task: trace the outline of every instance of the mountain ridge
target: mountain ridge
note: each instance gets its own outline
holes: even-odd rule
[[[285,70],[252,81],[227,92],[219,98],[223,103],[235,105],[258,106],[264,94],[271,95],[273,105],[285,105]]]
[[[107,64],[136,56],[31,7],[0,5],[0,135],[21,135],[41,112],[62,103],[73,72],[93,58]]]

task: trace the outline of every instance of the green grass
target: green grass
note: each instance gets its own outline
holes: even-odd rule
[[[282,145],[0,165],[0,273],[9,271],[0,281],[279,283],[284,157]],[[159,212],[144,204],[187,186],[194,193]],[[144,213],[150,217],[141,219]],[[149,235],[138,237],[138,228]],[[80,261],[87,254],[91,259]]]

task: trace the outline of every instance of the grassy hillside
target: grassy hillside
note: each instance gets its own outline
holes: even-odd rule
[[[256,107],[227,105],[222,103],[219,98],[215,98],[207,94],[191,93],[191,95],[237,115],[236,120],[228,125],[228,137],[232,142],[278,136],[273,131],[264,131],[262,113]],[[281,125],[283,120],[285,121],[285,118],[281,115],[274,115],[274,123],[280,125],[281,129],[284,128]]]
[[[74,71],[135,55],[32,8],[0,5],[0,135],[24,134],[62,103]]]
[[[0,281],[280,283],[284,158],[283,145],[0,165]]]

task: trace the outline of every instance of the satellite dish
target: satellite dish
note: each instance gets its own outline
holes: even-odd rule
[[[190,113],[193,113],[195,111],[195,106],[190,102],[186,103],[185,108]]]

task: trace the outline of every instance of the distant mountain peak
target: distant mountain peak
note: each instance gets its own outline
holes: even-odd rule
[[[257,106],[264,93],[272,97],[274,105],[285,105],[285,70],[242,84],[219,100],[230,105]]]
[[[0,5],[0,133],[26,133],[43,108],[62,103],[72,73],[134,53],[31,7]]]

**Task to carry out:**
Reproduce all of the data above, changing every "even-odd rule" to "nonzero winding rule" and leaving everything else untouched.

**Response:**
task: trace the outline of every instance of the mountain ridge
target: mountain ridge
note: each instance gets its own outline
holes: nonzero winding rule
[[[285,70],[252,81],[227,92],[219,98],[223,103],[235,105],[258,106],[264,94],[271,95],[273,105],[285,105]]]
[[[107,64],[136,56],[31,7],[0,5],[0,135],[21,135],[41,112],[62,103],[73,72],[93,58]]]

task: trace the outline of every instance of the green grass
target: green grass
note: each instance gets its own outline
holes: nonzero winding rule
[[[282,145],[0,165],[0,273],[9,271],[0,281],[279,283],[284,157]],[[159,212],[144,204],[187,186],[194,193]],[[144,213],[150,217],[141,219]],[[149,235],[138,237],[138,228]],[[80,261],[87,254],[91,259]]]

task: trace the outline of every instance of the grassy hillside
target: grassy hillside
note: each instance gets its own outline
holes: nonzero winding rule
[[[256,107],[227,105],[222,103],[219,98],[215,98],[207,94],[191,93],[191,95],[237,115],[236,120],[228,125],[228,137],[232,142],[278,136],[273,131],[264,131],[262,113]],[[281,125],[283,120],[285,121],[285,118],[281,115],[274,115],[274,123],[280,125],[281,129],[284,128]]]
[[[74,71],[135,55],[32,8],[0,5],[0,135],[24,134],[62,103]]]
[[[0,281],[280,283],[284,158],[283,145],[0,165]]]

task: trace the outline of every instance of the satellite dish
target: satellite dish
note: each instance gets its own outline
holes: nonzero winding rule
[[[190,113],[193,113],[195,111],[195,106],[190,102],[186,103],[185,108]]]

task: trace the outline of every instance of the distant mountain peak
target: distant mountain peak
note: each instance gets its own outline
holes: nonzero winding rule
[[[257,106],[264,93],[272,97],[274,105],[285,105],[285,70],[242,84],[219,100],[230,105]]]
[[[0,5],[0,133],[26,133],[43,108],[62,103],[72,73],[134,53],[31,7]]]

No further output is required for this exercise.